## EXERCISE GOAL
Answer these questions about the forum thread on Eletech cables below.
(a) What is Eletech planning to launch later this year?
(b) Which two headphones does masahito24@chart say will need a new cable soon?
(c) Compared with the stock IC, what does the Iliad seem to improve?
** start of PAGE EXCERPT **
Nice to hear, the Iliad may pair well with the Diana Phi. I was actually thinking about trying all the different offerings from Eletech and I may stray down that path sooner than later. Gotta taste all the colors of the rainbow lol


----------



## bluestorm1992

masahito24@chart said:


> Nice to hear, the Iliad may pair well with the Diana Phi. I was actually thinking about trying all the different offerings from Eletech and I may stray down that path sooner than later. Gotta taste all the colors of the rainbow lol


That would be a good idea! I am also exploring their whole collection as well. Also, they are planning to launch a series of headphone cables later this year.

A quick additional note, the Iliad seems to improve the imaging compared to the stock IC, and yes it is a strange “combo effect” but with a wonderful outcome: I can feel that the vocals are less “in my face” but the imaging or emotion conveyed by the vocals are better.


----------



## masahito24@chart

bluestorm1992 said:


> That would be a good idea! I am also exploring their whole collection as well. Also, they are planning to launch a series of headphone cables later this year.
> 
> A quick additional note, the Iliad seems to improve the imaging compared to the stock IC, and yes it is a strange “combo effect” but with a wonderful outcome: I can feel that the vocals are less “in my face” but the imaging or emotion conveyed by the vocals are better.


Headphone cables!? I'll have to keep a close eye to see how that develops. My MDR-Z1R and HD800 will need one in the near future.


----------



## bluestorm1992

masahito24@chart said:


> Headphone cables!? I'll have to keep a close eye to see how that develops. My MDR-Z1R and HD800 will need one in the near future.
** end of PAGE EXCERPT **
** start of SUPPLIED INFORMATION **
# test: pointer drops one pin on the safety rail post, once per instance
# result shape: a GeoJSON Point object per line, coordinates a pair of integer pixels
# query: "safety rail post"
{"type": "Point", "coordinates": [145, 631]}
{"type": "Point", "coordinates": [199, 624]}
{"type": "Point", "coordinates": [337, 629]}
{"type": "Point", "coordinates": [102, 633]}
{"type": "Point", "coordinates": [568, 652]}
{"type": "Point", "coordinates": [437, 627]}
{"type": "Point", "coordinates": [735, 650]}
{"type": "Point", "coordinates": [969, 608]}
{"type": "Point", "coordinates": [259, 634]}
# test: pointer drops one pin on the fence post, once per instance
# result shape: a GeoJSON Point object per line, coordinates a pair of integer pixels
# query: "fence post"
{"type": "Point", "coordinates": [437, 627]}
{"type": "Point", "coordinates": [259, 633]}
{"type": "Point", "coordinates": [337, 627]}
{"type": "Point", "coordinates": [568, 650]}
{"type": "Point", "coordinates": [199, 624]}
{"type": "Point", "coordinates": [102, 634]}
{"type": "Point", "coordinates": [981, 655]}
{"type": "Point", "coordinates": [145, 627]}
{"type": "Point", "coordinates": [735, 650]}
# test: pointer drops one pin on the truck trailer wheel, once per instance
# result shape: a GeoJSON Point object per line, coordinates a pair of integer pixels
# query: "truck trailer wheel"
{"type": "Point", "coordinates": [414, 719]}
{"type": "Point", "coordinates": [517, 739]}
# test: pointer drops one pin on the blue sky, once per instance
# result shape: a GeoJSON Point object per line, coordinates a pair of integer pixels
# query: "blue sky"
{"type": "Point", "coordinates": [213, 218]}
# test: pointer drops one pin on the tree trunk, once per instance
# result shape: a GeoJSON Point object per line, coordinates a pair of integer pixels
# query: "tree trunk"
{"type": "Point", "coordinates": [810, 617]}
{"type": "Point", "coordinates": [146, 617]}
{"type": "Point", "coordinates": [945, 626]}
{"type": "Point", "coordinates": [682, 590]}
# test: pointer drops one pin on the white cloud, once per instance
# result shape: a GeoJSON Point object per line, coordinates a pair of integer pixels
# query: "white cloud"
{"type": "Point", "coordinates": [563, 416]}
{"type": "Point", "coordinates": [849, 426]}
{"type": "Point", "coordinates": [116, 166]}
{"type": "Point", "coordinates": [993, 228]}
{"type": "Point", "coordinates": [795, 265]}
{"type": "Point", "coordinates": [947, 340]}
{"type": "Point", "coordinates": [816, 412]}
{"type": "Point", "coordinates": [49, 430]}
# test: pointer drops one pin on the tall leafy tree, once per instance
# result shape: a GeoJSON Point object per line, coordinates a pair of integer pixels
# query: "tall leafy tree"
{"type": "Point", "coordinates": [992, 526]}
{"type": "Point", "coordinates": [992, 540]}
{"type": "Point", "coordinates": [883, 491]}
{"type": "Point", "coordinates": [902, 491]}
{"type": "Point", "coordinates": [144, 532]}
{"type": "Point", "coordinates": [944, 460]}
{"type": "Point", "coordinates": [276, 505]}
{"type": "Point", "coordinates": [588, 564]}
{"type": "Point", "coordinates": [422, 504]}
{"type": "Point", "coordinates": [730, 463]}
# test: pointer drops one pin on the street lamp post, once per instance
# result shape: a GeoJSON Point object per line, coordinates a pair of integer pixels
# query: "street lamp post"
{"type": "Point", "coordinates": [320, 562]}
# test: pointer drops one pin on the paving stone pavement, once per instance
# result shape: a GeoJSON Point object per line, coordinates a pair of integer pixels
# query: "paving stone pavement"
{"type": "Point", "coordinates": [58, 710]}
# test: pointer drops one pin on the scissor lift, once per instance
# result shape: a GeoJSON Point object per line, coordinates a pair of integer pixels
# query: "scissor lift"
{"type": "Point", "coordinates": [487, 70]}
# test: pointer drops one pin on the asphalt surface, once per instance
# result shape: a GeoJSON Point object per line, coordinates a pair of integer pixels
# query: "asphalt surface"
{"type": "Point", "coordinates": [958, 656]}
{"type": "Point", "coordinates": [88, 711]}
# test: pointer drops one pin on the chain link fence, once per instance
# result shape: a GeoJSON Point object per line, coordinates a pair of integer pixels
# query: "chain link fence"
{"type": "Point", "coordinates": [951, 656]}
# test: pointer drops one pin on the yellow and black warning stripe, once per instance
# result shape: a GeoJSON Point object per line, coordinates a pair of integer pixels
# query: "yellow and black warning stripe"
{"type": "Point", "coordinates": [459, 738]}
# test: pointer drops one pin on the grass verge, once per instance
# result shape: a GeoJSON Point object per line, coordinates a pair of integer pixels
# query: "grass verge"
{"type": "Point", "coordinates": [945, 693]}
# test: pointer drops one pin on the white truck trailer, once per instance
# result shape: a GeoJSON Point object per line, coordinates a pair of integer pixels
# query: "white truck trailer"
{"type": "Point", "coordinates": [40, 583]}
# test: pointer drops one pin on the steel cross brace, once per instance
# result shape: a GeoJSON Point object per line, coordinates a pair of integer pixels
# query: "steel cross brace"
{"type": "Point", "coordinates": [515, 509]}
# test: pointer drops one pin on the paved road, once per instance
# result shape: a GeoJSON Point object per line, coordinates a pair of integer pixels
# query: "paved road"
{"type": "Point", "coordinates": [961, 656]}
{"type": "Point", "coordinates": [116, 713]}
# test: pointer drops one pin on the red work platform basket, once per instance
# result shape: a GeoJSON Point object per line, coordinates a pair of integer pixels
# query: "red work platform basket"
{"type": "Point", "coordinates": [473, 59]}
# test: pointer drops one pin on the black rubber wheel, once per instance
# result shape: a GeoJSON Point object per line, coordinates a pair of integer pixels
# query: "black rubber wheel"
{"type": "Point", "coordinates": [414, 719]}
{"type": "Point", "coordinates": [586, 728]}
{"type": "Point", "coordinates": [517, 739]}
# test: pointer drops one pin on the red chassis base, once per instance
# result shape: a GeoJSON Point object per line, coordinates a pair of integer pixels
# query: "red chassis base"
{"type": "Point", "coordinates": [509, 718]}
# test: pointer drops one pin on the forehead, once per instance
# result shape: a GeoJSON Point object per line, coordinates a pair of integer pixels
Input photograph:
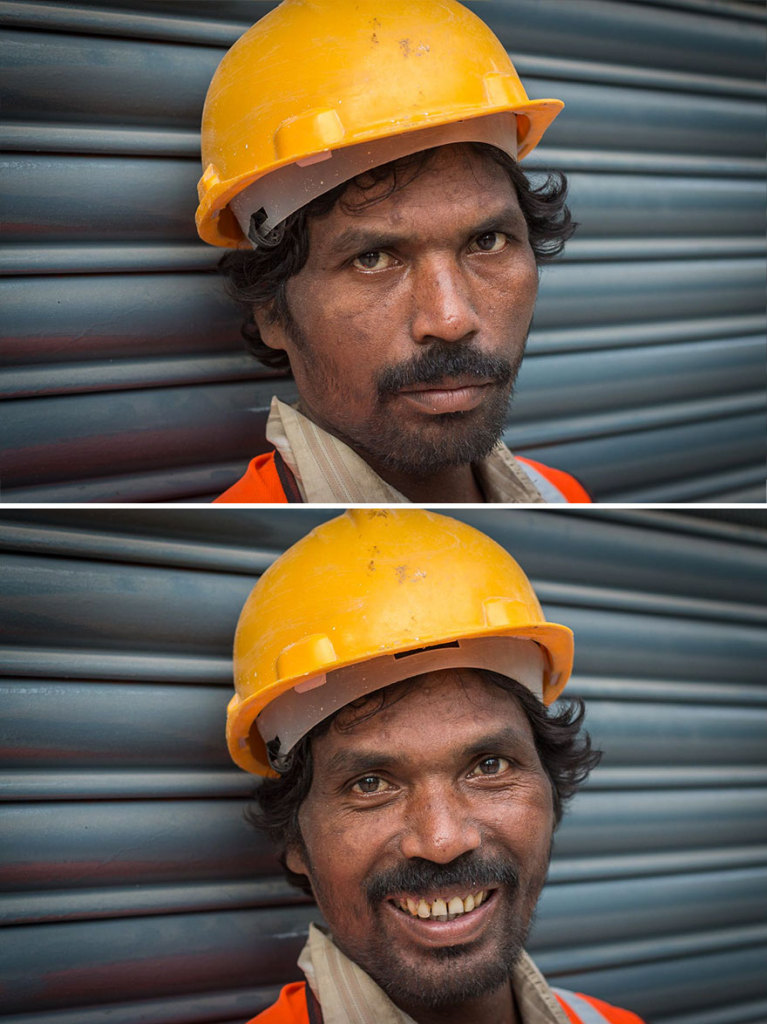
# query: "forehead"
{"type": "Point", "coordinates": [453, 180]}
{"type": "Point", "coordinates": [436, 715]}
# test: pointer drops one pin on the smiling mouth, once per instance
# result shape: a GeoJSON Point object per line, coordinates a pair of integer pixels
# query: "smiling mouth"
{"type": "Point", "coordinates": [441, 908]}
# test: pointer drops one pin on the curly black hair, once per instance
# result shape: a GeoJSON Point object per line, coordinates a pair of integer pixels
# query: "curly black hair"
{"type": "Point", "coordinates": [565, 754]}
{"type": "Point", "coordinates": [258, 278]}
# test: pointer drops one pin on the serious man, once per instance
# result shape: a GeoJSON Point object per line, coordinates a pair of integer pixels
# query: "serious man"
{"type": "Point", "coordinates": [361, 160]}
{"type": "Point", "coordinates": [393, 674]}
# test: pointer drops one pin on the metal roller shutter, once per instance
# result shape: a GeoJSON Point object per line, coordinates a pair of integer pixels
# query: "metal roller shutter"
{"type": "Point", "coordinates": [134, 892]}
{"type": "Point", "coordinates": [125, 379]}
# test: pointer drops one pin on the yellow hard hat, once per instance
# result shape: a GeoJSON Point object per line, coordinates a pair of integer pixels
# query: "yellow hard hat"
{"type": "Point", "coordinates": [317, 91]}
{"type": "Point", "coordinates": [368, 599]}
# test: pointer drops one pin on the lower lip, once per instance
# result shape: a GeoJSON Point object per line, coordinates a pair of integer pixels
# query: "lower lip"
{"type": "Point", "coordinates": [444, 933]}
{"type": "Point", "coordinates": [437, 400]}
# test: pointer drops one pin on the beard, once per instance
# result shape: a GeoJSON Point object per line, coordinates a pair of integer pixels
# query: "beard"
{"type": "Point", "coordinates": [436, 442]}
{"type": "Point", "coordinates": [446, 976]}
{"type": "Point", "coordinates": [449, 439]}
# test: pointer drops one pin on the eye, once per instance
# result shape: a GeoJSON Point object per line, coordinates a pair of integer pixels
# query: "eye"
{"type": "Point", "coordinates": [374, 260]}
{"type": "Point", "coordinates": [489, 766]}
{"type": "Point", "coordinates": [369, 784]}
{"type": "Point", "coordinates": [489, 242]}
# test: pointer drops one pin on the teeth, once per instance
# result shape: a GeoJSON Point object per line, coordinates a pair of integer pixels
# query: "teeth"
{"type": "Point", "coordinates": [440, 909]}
** end of SUPPLIED INFORMATION **
** start of SUPPLIED INFORMATION **
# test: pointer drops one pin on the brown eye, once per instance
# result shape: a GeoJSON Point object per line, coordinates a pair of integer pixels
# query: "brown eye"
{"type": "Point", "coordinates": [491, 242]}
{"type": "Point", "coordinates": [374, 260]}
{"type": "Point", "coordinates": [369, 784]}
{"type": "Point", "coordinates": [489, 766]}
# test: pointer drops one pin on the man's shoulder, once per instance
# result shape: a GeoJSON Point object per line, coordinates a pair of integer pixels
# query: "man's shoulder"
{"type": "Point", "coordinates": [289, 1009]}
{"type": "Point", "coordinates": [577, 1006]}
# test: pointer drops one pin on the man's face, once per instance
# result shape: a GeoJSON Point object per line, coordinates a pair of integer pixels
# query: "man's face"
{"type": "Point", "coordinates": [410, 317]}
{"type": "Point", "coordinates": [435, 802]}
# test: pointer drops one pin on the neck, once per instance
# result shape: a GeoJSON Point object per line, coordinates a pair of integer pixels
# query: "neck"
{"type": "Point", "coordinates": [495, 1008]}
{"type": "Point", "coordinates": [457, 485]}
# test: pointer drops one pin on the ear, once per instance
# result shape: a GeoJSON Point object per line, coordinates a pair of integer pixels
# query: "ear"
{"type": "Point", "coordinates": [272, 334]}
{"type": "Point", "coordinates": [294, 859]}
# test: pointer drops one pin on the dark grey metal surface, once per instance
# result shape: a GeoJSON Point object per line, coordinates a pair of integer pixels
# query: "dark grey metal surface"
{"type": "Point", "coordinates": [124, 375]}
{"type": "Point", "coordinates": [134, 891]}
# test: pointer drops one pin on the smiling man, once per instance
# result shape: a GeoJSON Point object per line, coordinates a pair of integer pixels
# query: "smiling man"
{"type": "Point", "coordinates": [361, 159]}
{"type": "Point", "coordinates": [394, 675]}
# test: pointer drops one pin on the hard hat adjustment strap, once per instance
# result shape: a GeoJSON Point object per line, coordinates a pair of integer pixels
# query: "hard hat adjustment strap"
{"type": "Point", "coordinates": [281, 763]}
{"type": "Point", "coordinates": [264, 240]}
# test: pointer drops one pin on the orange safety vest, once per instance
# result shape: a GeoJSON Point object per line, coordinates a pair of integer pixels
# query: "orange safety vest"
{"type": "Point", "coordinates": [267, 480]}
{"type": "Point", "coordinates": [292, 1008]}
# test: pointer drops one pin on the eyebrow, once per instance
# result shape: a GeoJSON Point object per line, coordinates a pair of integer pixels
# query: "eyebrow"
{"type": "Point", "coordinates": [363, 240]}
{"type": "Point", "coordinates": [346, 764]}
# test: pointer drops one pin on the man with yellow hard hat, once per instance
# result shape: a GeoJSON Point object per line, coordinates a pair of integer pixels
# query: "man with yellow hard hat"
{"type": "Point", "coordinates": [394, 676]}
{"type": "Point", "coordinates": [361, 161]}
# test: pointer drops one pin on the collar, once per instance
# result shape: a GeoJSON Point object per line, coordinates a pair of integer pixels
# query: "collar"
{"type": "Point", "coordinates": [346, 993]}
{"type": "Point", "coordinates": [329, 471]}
** end of SUPPLIED INFORMATION **
** start of SUPPLIED INFORMATION **
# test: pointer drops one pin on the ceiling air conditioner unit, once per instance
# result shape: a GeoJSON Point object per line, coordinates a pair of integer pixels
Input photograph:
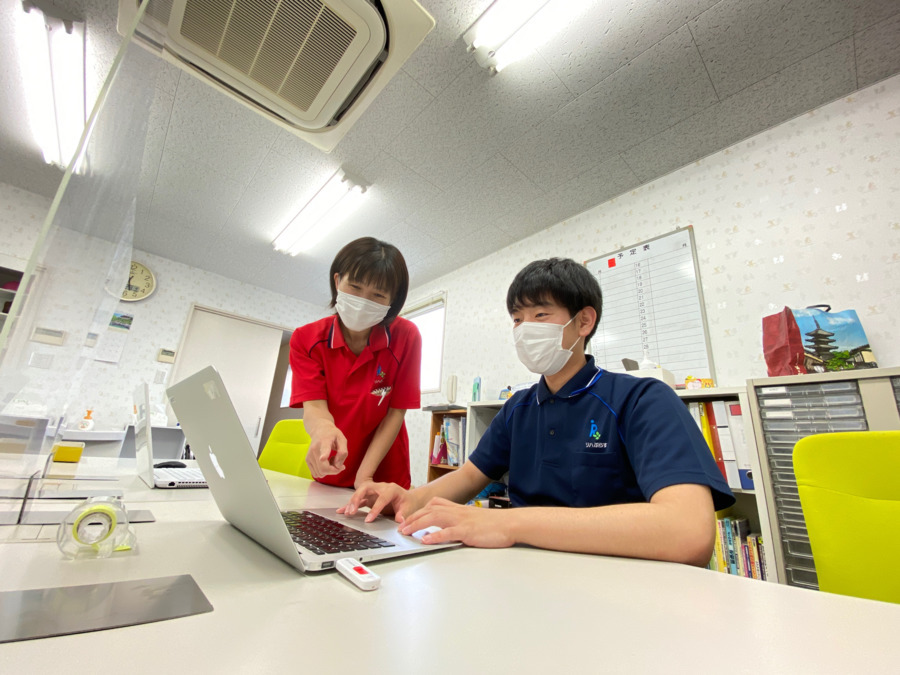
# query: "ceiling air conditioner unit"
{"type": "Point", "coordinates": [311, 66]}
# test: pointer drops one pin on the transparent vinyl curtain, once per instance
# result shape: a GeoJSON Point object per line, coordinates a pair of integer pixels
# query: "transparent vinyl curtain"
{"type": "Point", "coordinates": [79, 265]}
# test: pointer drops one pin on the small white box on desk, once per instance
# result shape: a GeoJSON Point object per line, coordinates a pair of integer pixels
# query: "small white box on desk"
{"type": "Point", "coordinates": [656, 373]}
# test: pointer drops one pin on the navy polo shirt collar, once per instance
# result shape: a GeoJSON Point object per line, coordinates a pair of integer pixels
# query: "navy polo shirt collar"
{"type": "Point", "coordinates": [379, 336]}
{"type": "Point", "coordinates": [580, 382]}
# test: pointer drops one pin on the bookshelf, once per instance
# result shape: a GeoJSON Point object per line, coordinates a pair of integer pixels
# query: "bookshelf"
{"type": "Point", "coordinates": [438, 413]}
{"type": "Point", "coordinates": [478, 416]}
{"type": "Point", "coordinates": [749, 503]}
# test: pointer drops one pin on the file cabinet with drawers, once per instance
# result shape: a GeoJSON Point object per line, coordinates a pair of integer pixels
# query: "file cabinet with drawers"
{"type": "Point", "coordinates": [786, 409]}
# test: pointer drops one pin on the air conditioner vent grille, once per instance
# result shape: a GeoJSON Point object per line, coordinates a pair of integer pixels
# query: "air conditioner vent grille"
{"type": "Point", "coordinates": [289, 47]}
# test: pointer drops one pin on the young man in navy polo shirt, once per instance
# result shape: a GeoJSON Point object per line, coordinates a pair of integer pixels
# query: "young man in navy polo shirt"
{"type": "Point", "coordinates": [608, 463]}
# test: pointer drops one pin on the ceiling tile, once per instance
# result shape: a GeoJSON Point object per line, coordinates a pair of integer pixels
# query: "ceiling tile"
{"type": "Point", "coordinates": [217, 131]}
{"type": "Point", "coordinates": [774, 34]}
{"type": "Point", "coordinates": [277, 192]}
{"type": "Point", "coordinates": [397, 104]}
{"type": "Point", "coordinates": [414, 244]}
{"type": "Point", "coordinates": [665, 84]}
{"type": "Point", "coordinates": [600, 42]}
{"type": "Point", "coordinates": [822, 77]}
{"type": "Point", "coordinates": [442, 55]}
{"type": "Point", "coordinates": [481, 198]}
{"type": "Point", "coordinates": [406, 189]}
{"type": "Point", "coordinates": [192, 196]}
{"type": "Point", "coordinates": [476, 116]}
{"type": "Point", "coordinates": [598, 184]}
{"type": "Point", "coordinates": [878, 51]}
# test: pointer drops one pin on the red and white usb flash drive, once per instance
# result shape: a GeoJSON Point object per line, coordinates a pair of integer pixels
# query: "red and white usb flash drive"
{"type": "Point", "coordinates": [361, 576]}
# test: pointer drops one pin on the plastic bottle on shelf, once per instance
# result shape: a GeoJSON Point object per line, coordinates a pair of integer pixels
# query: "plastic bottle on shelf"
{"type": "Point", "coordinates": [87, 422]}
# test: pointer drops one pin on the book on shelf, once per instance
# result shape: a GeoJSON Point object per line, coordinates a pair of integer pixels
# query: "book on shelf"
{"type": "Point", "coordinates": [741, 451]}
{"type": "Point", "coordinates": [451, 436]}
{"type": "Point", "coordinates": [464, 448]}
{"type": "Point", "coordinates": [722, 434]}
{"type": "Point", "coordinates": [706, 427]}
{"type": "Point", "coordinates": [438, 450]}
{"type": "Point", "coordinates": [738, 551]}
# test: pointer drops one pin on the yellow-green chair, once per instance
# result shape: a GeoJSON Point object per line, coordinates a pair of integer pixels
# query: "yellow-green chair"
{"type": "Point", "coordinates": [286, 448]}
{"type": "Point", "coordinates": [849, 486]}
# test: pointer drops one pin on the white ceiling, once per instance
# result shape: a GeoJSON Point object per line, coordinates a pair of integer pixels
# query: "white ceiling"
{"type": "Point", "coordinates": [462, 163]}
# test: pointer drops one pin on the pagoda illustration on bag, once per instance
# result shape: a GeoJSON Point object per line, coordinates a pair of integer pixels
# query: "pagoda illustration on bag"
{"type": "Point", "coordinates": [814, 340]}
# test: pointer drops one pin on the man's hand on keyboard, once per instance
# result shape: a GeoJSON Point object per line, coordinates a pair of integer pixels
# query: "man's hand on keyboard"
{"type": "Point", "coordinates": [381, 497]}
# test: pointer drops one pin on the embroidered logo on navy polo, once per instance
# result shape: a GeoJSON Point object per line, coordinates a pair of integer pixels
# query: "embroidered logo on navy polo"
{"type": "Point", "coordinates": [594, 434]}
** end of SUPPLIED INFORMATION **
## COMPLETED EXERCISE
(a) A series of headphone cables.
(b) The MDR-Z1R and the HD800.
(c) The imaging.